Directive:
Copy the Auralflow page starting with "Repository files navigation" and going on through "Si-SDR loss, etc.)", swapping "stems" for "instrument parts".

Extracted text:
****
Skip to content


Repository files navigation

Open In Colab made-with-sphinx-doc Code style: black GitHub license Auralflow Logo

Auralflow: A BSS Modeling Toolkit For PyTorch 🔊

Auralflow is blind source separation (BSS) modeling toolkit designed for training deep convolutional autoencoder networks that isolate stems (e.g. vocals) from music tracks and recorded audio. The package offers the following:

  • pretrained source separator models
  • efficient data chunking of long audio clips via dataset classes
  • audio-tailored loss functions (e.g. component loss, Si-SDR loss, etc.)
  • models wrappers with built-in pre/post audio processing methods (i.e. Short-Time Fourier Transform)
  • a high-level model trainer for easy training (similar to Lightning)
****
Stored rows:
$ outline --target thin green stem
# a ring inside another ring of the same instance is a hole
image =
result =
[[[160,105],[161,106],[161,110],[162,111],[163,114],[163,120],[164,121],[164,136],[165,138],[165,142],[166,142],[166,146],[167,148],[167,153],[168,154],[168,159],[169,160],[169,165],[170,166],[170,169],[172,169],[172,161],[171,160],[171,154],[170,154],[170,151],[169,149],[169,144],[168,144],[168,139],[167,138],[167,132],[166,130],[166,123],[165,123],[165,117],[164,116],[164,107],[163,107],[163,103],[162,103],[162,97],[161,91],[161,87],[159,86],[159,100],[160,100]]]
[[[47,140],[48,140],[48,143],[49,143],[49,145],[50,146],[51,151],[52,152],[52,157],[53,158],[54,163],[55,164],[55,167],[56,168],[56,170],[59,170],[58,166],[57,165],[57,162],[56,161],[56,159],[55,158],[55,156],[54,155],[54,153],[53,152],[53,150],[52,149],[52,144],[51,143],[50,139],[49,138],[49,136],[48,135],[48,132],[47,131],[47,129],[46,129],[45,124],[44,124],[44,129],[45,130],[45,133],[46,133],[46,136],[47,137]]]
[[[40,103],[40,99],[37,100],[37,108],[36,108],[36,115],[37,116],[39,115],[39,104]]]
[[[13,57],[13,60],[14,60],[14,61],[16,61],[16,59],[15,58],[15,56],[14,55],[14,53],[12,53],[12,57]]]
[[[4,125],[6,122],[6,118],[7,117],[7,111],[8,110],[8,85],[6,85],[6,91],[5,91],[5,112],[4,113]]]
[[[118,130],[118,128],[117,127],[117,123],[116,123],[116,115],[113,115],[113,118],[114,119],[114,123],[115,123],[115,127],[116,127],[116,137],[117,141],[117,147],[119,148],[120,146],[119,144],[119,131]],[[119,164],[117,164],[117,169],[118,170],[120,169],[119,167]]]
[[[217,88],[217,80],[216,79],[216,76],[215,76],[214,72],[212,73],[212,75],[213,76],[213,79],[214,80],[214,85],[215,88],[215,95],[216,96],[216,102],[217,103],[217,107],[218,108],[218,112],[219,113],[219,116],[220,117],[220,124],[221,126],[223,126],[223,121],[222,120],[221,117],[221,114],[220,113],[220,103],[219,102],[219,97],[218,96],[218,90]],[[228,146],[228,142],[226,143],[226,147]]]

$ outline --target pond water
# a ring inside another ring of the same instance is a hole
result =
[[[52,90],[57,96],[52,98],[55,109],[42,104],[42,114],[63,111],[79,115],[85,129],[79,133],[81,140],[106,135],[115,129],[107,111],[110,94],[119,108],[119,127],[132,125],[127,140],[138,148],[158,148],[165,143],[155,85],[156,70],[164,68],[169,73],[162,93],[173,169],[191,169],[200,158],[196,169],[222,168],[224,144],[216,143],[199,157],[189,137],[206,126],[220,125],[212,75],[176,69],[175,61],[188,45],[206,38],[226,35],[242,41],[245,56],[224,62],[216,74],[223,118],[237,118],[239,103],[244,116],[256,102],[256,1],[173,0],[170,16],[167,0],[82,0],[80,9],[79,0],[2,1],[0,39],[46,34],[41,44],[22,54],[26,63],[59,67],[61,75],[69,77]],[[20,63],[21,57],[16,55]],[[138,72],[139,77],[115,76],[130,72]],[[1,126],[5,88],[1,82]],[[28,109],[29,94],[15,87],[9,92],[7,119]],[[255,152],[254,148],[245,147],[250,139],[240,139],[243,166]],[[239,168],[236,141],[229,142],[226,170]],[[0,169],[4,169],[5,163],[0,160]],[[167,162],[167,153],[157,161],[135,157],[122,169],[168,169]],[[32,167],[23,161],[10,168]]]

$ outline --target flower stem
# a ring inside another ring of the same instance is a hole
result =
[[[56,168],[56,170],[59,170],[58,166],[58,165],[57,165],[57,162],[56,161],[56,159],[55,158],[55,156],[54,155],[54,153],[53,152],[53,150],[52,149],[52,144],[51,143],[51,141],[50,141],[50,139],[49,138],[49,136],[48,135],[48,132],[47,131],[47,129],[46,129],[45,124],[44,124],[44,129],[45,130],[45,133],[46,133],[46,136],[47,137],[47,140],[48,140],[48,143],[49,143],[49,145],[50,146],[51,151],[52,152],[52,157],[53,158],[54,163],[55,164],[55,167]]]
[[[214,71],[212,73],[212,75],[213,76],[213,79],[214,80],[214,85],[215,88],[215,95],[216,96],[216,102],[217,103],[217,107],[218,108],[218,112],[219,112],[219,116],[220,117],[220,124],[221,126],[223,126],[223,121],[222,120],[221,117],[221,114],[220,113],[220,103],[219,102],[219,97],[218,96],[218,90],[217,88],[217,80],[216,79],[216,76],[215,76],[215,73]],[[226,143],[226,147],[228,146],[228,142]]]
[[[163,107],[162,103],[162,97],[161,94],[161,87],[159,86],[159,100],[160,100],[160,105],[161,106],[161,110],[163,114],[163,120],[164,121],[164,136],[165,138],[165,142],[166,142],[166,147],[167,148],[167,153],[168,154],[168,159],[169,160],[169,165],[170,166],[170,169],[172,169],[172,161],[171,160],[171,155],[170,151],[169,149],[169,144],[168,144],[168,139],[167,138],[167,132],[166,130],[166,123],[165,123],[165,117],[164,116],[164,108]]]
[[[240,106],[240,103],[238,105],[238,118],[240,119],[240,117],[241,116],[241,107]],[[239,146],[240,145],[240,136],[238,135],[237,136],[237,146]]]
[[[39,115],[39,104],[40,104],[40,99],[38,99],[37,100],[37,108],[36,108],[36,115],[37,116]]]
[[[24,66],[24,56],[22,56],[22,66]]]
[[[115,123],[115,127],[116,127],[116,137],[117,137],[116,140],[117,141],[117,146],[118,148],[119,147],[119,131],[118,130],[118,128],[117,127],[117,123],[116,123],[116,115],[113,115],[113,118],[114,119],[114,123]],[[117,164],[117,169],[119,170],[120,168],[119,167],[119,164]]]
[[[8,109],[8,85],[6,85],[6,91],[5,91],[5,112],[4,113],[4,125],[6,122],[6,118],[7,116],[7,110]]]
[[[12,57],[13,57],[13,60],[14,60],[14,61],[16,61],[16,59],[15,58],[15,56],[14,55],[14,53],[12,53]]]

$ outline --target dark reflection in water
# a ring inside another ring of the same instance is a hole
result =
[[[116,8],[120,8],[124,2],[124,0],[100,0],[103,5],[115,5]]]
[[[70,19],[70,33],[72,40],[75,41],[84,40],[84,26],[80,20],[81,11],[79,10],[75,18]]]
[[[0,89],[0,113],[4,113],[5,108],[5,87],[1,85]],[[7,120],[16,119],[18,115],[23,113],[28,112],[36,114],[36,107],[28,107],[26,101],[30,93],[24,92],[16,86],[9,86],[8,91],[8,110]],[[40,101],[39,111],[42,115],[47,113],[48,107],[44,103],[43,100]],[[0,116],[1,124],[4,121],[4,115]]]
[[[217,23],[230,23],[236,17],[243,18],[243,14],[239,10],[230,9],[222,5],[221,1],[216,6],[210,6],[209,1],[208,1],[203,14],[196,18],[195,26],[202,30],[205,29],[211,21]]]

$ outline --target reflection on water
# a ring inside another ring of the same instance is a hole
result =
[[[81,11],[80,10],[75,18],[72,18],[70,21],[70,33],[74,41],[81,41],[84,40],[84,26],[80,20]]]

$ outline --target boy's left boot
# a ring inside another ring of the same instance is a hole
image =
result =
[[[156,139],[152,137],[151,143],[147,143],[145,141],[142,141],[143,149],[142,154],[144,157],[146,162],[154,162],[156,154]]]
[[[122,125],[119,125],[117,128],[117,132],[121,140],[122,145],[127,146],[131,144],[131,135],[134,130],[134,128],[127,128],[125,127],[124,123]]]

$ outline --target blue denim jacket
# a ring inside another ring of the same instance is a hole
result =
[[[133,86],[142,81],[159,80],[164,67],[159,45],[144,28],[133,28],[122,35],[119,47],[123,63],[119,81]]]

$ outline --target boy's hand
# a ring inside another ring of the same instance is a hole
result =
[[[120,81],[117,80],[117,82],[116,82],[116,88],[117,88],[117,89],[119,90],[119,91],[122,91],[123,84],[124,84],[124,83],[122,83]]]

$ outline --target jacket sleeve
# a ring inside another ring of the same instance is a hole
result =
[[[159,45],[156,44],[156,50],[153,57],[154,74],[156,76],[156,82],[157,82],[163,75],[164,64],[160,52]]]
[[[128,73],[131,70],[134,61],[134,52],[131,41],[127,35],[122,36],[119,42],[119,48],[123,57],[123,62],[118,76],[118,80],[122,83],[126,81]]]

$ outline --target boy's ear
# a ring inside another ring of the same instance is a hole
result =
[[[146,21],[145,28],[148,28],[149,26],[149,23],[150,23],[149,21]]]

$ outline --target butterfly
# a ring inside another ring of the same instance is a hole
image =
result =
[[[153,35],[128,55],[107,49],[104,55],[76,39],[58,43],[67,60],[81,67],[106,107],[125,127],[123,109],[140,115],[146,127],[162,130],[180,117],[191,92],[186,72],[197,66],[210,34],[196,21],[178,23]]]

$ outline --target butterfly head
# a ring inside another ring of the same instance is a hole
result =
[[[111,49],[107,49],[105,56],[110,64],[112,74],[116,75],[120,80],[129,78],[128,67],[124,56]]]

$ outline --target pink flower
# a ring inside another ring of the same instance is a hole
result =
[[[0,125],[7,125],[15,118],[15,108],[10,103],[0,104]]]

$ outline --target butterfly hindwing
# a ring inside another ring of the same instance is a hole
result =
****
Output for this task:
Repository files navigation

Open In Colab made-with-sphinx-doc Code style: black GitHub license Auralflow Logo

Auralflow: A BSS Modeling Toolkit For PyTorch 🔊

Auralflow is blind source separation (BSS) modeling toolkit designed for training deep convolutional autoencoder networks that isolate instrument parts (e.g. vocals) from music tracks and recorded audio. The package offers the following:

  • pretrained source separator models
  • efficient data chunking of long audio clips via dataset classes
  • audio-tailored loss functions (e.g. component loss, Si-SDR loss, etc.)